> _Your objective_: Leave the pictures out and give every entry again exactly.

[Records from a data source]
· · · · · · ·
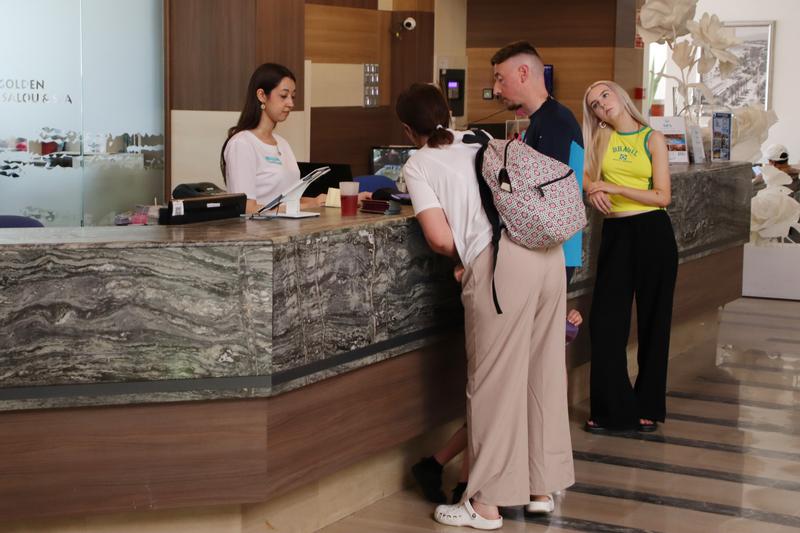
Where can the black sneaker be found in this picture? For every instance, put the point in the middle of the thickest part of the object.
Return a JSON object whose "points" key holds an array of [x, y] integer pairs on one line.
{"points": [[458, 492], [428, 473]]}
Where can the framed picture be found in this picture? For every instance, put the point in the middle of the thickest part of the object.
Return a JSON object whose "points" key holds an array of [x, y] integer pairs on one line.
{"points": [[751, 81]]}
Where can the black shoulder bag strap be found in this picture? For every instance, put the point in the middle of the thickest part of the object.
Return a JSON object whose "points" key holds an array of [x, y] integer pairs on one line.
{"points": [[487, 200]]}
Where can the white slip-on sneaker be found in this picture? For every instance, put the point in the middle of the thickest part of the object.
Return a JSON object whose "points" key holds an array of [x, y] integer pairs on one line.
{"points": [[544, 506], [464, 515]]}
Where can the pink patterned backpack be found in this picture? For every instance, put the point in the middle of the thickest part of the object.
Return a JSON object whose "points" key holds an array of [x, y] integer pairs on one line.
{"points": [[536, 198]]}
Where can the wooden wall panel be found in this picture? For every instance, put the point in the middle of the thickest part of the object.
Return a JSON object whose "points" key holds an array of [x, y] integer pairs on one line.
{"points": [[346, 134], [342, 34], [412, 59], [413, 5], [148, 457], [98, 460], [280, 38], [211, 54], [385, 57], [576, 23], [574, 68], [343, 420], [362, 4]]}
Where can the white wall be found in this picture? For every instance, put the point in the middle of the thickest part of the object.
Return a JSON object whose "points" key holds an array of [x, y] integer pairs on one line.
{"points": [[785, 73], [450, 41]]}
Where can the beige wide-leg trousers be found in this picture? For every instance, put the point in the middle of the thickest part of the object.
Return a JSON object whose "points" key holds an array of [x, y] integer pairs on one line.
{"points": [[519, 441]]}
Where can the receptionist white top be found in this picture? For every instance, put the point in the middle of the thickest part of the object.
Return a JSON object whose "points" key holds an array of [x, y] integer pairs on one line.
{"points": [[257, 169]]}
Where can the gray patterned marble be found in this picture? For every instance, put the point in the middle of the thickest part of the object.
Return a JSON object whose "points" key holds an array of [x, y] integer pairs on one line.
{"points": [[345, 290], [297, 301], [100, 315]]}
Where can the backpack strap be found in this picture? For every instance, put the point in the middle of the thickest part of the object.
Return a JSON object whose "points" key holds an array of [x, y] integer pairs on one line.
{"points": [[487, 200]]}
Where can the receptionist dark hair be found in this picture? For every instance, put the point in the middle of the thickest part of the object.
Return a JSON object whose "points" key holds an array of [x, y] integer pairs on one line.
{"points": [[266, 77]]}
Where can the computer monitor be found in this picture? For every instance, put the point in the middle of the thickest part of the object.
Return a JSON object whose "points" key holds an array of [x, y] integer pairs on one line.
{"points": [[339, 172], [389, 160]]}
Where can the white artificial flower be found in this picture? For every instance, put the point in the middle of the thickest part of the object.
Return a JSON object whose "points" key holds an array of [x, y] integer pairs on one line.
{"points": [[714, 39], [751, 126], [773, 212], [665, 20], [681, 54]]}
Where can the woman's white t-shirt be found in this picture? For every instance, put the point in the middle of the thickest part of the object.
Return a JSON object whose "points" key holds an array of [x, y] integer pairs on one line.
{"points": [[259, 170], [445, 177]]}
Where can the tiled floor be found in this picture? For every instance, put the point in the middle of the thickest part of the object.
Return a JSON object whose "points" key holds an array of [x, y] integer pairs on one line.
{"points": [[728, 458]]}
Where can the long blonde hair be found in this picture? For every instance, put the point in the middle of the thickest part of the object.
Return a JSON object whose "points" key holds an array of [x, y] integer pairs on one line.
{"points": [[595, 138]]}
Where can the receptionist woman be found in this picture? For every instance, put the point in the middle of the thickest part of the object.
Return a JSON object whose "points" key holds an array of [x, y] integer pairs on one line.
{"points": [[255, 160]]}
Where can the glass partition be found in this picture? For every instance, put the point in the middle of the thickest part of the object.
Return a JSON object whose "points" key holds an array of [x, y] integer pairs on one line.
{"points": [[81, 109]]}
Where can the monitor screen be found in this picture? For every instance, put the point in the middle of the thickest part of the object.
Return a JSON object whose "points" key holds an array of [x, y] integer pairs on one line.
{"points": [[389, 160]]}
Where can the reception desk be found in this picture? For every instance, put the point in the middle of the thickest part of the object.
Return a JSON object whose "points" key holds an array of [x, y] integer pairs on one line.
{"points": [[229, 361]]}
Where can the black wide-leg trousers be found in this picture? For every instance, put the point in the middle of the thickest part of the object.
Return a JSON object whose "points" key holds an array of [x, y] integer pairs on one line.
{"points": [[638, 259]]}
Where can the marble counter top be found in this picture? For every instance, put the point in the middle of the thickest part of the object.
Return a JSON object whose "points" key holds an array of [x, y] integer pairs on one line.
{"points": [[241, 308]]}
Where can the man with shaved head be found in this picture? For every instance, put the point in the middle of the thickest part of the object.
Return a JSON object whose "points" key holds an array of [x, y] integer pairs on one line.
{"points": [[519, 83], [512, 452]]}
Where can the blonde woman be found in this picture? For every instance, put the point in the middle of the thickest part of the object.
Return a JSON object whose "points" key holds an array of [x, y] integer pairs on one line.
{"points": [[627, 179]]}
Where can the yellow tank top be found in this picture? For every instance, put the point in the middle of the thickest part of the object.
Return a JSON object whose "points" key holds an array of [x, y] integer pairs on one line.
{"points": [[627, 162]]}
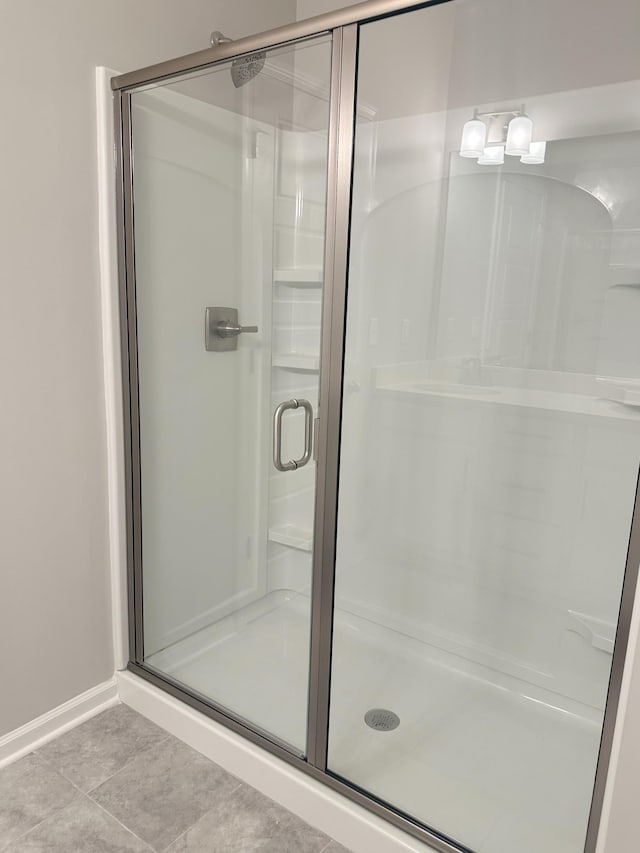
· · · · · · ·
> _Completed exercise_:
Where can the black sneaker be found in this picture? For every instance, put the point in the middle of the thickest part of the object.
Return a JSON object whose "points" key holds an array of [x, y] integer pairs on one line.
{"points": [[458, 492], [428, 473]]}
Where can the framed picture be found in this picture? For every instance, put the point in the middle of the thickest part of the object.
Return a JSON object whose "points" key holds an array of [x, y] integer pairs on one line.
{"points": [[751, 81]]}
Where can the black shoulder bag strap be found in this picture? For every instance, put the point in the middle of the thickest part of the object.
Return a JSON object whose "points" key holds an array of [x, y] integer pairs on one line.
{"points": [[487, 200]]}
Where can the white slip-on sneaker be found in this picture? For every instance, put the point in the middle of the thickest part of the object.
Return a JSON object whose "points" key holds an array of [x, y] integer pairs on one line.
{"points": [[544, 506], [464, 515]]}
Where can the pink patterned backpack be found in this picture? For every instance, put the point in the middle of the thickest part of the object.
Return a JSON object whose "points" key holds an array of [x, y] integer pairs on one line.
{"points": [[536, 198]]}
Where can the wooden wall panel be found in this picture? For every instance, put the point in the middle of the thickest part of the object.
Return a JSON object whose "points" key holds an array of [x, y] integer pairs on one line.
{"points": [[346, 134], [342, 34], [412, 59], [413, 5], [148, 457], [98, 460], [280, 38], [211, 54], [385, 57], [576, 23], [574, 68], [343, 420], [362, 4]]}
Where can the white wall be found in this picture? For every instance, put the point in the middle of the thickest part of the object.
Return a JSON object whose "points" key holds an array of [x, y] integer pairs on one line.
{"points": [[785, 73], [450, 41]]}
Where can the beige wide-leg trousers be found in this picture? For every instance, put the point in the middle of the thickest part of the object.
Return a JSON object whose "points" key holds an array of [x, y] integer pairs on one line.
{"points": [[519, 441]]}
Where can the receptionist white top be found in this picture? For every instance, put the point in the middle of the thickest part of the object.
Return a JSON object whose "points" key holds an array of [x, y] integer pairs on one line.
{"points": [[257, 169]]}
Where can the gray patterned marble be found in this picture? For every instance, put the point in the middle of the thickest part of the object.
Return a JSON object whose "points" key holds an array of [x, y] integer pairs on one line.
{"points": [[345, 290], [297, 301], [100, 315]]}
Where can the backpack strap be found in this picture? For every instance, put the point in the middle of the thickest part of the object.
Return a JSON object whose "points" key holds an array of [x, y] integer pairs on one line.
{"points": [[487, 200]]}
Where can the receptionist dark hair be found in this picture? For every instance, put the point in the middle of the thickest part of the object.
Return a JSON object whose "points" key holds an array of [x, y] integer pairs on one line.
{"points": [[266, 77]]}
Where can the computer monitor be found in this picture? For every instance, put the point in the middle of the thickest part of the object.
Return a JSON object whose "points" key holds an array of [x, y] integer pairs on one line.
{"points": [[339, 172], [389, 160]]}
Where can the white artificial flower be found in this picture? For every instance, put the point in the middle of the thickest part of the object.
Return a JSON object whose "points" key holds an array of [x, y] integer pairs on one line.
{"points": [[714, 39], [751, 126], [773, 212], [665, 20], [681, 54]]}
Where can the woman's white t-shirt be found in this picture? For every instance, put the point in the middle of the thickest part of the object.
Return a JSON object whose "points" key holds an array of [x, y] integer pairs on one line.
{"points": [[259, 170], [445, 177]]}
Where can the tiled floor be found in this picture? For every instance, put the point in the middle of the thickest part of the object.
Return a JSON object whose "points" key holds an array of [x, y] integer pairs on one line.
{"points": [[728, 458]]}
Where can the long blonde hair be found in this picture? For every instance, put the point in the middle of the thickest part of the object.
Return a JSON object whose "points" key holds an array of [x, y] integer pairs on one line.
{"points": [[595, 138]]}
Where can the receptionist woman be found in this picture? For every instance, put the point in the middle of the thickest part of the object.
Return a JSON object whose "points" key holds an array of [x, y] integer pairs on one line.
{"points": [[255, 160]]}
Where can the glass partition be found in this picture? For every instance, put the point in the middle of the thickest part of the object.
Return a JSON object whose "points" key holds an array of [x, y] integer pairs on one line.
{"points": [[81, 109]]}
Where can the monitor screen be found in this picture? For every instance, put the point in the middle of the thickest part of the object.
Return a JSON object whose "points" key holds an array of [x, y] integer pairs on one line.
{"points": [[389, 160]]}
Where can the reception desk be found in this picture? For every instance, put the point in the middle of the thickest part of the object.
Return a JSON object whose "points" key holds an array of [x, y] integer pairs on one line.
{"points": [[229, 361]]}
Where can the black wide-leg trousers be found in this picture? For every instance, put the point in the middle of the thickest part of the object.
Return a JSON object whose "points" key holds an array of [x, y] integer pairs on one line.
{"points": [[638, 259]]}
Where can the marble counter top be found in this picture? For every instance, put the point in the middle of the thickest part of the object.
Return a JSON object whose "points" key holds an array of [x, y] integer pairs on one line.
{"points": [[241, 308]]}
Where can the man with shaved head be found in this picture? For every instance, put the point in the middle of the thickest part of the object.
Return a JSON object whose "points" key holds an array of [x, y] integer pairs on one line.
{"points": [[519, 83], [512, 452]]}
Where can the blonde woman be found in this picture? For every instance, put the point in the middle of the thickest part of the object.
Return a JSON object whose "points" key holds an array of [x, y] integer pairs on one line.
{"points": [[627, 179]]}
Where can the yellow tank top be found in this picture? For every instance, put the point in the middle of the thickest part of the object.
Return a JSON object whose "points" key holds an array of [x, y] integer pairs on one line.
{"points": [[627, 162]]}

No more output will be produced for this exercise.